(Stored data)
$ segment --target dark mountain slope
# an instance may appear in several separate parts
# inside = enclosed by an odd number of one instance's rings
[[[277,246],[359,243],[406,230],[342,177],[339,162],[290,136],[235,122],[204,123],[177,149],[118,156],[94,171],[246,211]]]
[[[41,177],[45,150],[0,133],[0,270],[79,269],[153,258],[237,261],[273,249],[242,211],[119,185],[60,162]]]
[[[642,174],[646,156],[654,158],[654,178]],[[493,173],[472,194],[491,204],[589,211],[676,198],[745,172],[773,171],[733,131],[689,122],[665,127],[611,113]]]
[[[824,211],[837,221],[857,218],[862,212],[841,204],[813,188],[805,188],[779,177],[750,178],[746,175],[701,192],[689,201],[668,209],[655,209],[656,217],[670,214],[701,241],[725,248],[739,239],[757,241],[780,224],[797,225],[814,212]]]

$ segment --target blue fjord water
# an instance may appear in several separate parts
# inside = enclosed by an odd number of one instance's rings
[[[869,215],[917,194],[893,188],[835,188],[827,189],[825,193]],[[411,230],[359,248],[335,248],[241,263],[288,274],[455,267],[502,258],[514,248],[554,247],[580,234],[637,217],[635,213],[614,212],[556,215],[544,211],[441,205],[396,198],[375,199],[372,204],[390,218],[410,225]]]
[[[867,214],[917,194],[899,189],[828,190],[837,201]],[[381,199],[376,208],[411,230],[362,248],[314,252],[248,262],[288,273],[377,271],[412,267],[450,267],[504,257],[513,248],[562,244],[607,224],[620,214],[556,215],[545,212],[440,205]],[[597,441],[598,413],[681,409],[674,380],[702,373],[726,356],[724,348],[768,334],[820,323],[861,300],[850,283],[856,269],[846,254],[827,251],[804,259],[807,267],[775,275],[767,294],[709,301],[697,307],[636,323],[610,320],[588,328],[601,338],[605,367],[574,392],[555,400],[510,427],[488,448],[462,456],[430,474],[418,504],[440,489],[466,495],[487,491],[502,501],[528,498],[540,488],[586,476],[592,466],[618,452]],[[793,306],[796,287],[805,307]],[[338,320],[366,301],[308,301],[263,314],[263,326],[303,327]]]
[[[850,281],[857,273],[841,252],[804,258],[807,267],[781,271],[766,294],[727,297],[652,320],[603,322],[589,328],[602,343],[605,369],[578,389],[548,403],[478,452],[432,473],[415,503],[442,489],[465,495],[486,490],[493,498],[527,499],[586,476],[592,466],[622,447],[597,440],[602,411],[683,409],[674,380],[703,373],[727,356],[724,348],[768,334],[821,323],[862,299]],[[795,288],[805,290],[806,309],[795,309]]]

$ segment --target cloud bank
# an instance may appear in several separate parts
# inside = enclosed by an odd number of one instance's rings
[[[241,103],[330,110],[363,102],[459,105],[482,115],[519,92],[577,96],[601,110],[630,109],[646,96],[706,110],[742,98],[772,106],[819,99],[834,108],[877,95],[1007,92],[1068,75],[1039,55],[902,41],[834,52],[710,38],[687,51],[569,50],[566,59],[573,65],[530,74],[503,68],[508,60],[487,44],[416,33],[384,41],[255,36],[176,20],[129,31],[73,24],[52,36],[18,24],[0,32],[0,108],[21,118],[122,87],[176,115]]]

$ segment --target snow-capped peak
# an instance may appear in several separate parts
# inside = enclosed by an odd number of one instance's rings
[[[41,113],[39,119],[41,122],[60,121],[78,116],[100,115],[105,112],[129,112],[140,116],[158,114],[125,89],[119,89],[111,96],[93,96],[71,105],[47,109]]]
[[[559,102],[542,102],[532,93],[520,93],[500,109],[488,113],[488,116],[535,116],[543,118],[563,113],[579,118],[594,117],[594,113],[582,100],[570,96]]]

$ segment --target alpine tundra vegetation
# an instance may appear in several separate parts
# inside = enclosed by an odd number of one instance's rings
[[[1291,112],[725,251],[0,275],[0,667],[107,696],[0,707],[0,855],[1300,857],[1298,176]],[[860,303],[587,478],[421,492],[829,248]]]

# [EXERCISE OBJECTIVE]
The answer must be every line of the records that contains the word "segment".

# [COMPLETED TASK]
$ segment --target dark mountain slope
$ segment --target blue fjord water
$ segment --target cloud bank
$ segment --target snow-capped peak
$ segment --target alpine tundra vegetation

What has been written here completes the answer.